Tekst |
.....
Dat alles is nu drie honderd jaar geleden. De handelsneerzettingen, overal in deze uitgestrekte gewesten, werden van blijvenden aard; de eerste grondslagen werden gelegd van het groote Eilandenrijk aan den evenaar: Nederlandsch Oost-Indië of, wilt ge - Indonesië of Insulinde.
Ziet daar het werk der Oostindische Compagnie. Haar optreden tegen de bewoners dier gewesten was vaak hard en wreed. Wij willen dat niet verontschuldigen door de opmerking, dat overal in dien tijd de blanke rassen op dezelfde wijze optraden tegen de gekleurde. Het is en blijft betreurenwaardig. Toch ontbrak de lichtzijde niet: Wat in het werk werd gesteld in Indië, op Ceylon, op Formosa en elders om de inwoners op te voeden tot wat toen het hoogste geestelijke peil werd geacht, wekt bewondering, al kunnen wij begrijpen, dat zulk werk op den duur niet kon behouden blijven. En in de latere jaren der compagnie zijn duidelijk de sporen te ontdekken van een hoogere opvatting van hare roeping.
Na het failliet der ‘kompanie’ en het in menig opzicht verdienstelijke Engelsche tusschenbestuur, kreeg het Koninkrijk der Nederlanden de moeilijke taak om al die vestigingen in het groote Eilandenrijk tot een eenheid te brengen. Die taak is volbracht in de eeuw, die achter ons ligt. Ook hier fouten, vergissingen, dwalingen, tekortkomingen; dat behoeft niet bemanteld te worden
Maar ik herhaal: Die taak is volbracht en wel door het kleine Nederland met geringe hulpmiddelen en op een wijze, die zonder uitzondering de bewondering wekt van jederen vreemdeling. Al die vestingen zijn gebracht onder één Bestuur; tegenstribbelende of vijandige potentaatjes met beleid of met dwang genoopt tot medewerking aan waarachtig volksbelang. Misbruiken en wreedheden overal afgeschaft, het verkeerswezen, zelfs in onherbergzame oorden, ontwikkeld; een einde gemaakt aan in alle deelen van het rijk eindelooze veeten en oorlogen; daardoor orde, rust en welvaart gebracht, waar vroeger de grootste ellende heerschte; de eilanden aan den evenaar gemaakt tot een éénheid; Indië opgevoerd tot een belangrijk voortbrengingsland voor de wereldmarkt, waarmede van dag tot dag meer rekening wordt gehouden.
Dat alles is in een eeuw tot stand gebracht door de Nederlandsche Regeering en door Nederlandschen invloed.
.....
Gegevensregels |
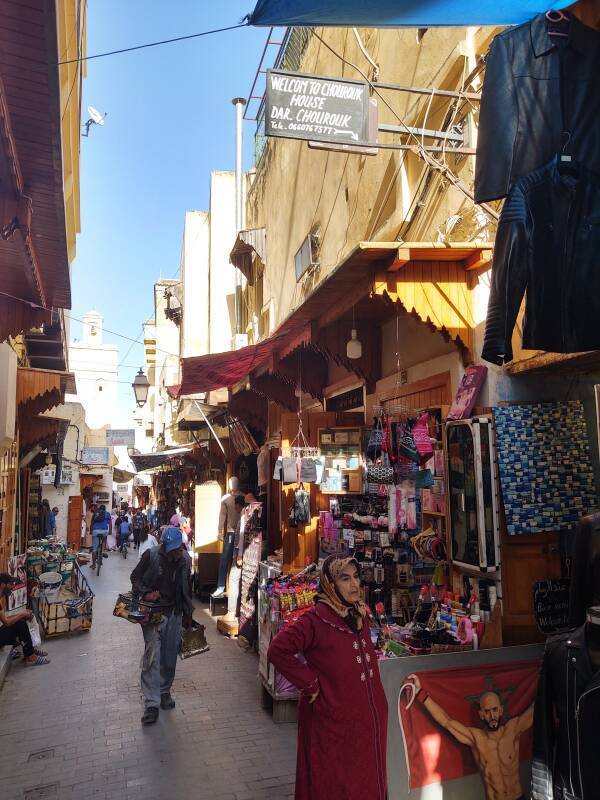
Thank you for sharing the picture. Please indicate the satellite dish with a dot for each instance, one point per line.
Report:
(96, 118)
(96, 115)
.....
Wat je moet doen |
a) Geef uit de tekst over Nederlands-Indië letterlijk het gedeelte weer van "Ziet daar het" tot en met "van hare roeping.".
b) Zet de tekst over Nederlands-Indië voort na de laatste zin.
Het materiaal speelt hierbij geen enkele rol.

Antwoord per opdracht |
a)
Ziet daar het werk der Oostindische Compagnie. Haar optreden tegen de bewoners dier gewesten was vaak hard en wreed. Wij willen dat niet verontschuldigen door de opmerking, dat overal in dien tijd de blanke rassen op dezelfde wijze optraden tegen de gekleurde. Het is en blijft betreurenwaardig. Toch ontbrak de lichtzijde niet: Wat in het werk werd gesteld in Indië, op Ceylon, op Formosa en elders om de inwoners op te voeden tot wat toen het hoogste geestelijke peil werd geacht, wekt bewondering, al kunnen wij begrijpen, dat zulk werk op den duur niet kon behouden blijven. En in de latere jaren der compagnie zijn duidelijk de sporen te ontdekken van een hoogere opvatting van hare roeping.

b)
De Nederlandsche stam is daar dus geen vreemdeling meer, is er thuis, heeft er een groot werk verricht en is onafscheidelijk saamgegroeid met Indië. Nederland heeft voordeel getrokken uit Indië, heeft b.v. als bestierder van dat Eilandenrijk een belangrijke plaats verworven tusschen de volkeren der wereld; maar evenzeer is het duidelijk, dat het Indische rijk als eenheid door Nederland in 't leven geroepen is. Mogen deze twee onomstootelijke waarheden, ginds evenals hier, algemeene erkenning vinden.
Met dat al werd één hoofdzaak uit het oog verloren: De verhouding van Nederland tot Indië was als die van een vader tot een onmondig kind. En men dacht er niet aan dat ontwikkeling tot mondigheid de plicht van den vader was. Men scheen in den zoeten waan te verkeeren, dat zoo'n toestand tot het einde der wereld zou kunnen bestendigd worden. Ook dit is geen alleenstaand geval; hetzelfde verschijnsel vindt men bij alle volkeren, die hun voogdij uitoefenen over een minder ontwikkeld volk.
Hoe het zij, het was een droom, waaruit men wakker schrikte, toen het onmondig kind zijn verlangen steeds luider te kennen gaf, dat het ontwikkeling vroeg - eischte - tot mondigheid. In de laatste 25 jaren was het de tijdgeest, die van buitenaf inwerkte op Indië en er wel niet de groote volksmassa, maar toch een meer ontwikkeld deel ervan luide deed roepen om onderwijs, ontwikkeling en voorbereiding tot mondigheid.
De Regeering gaf aan die roepstem gehoor, soms misschien schoorvoetend, maar de drang in Nederland zelf was misschien nog sterker dan daarginds en ten slotte was er geen houden meer aan en sloeg men den nieuwen koers in.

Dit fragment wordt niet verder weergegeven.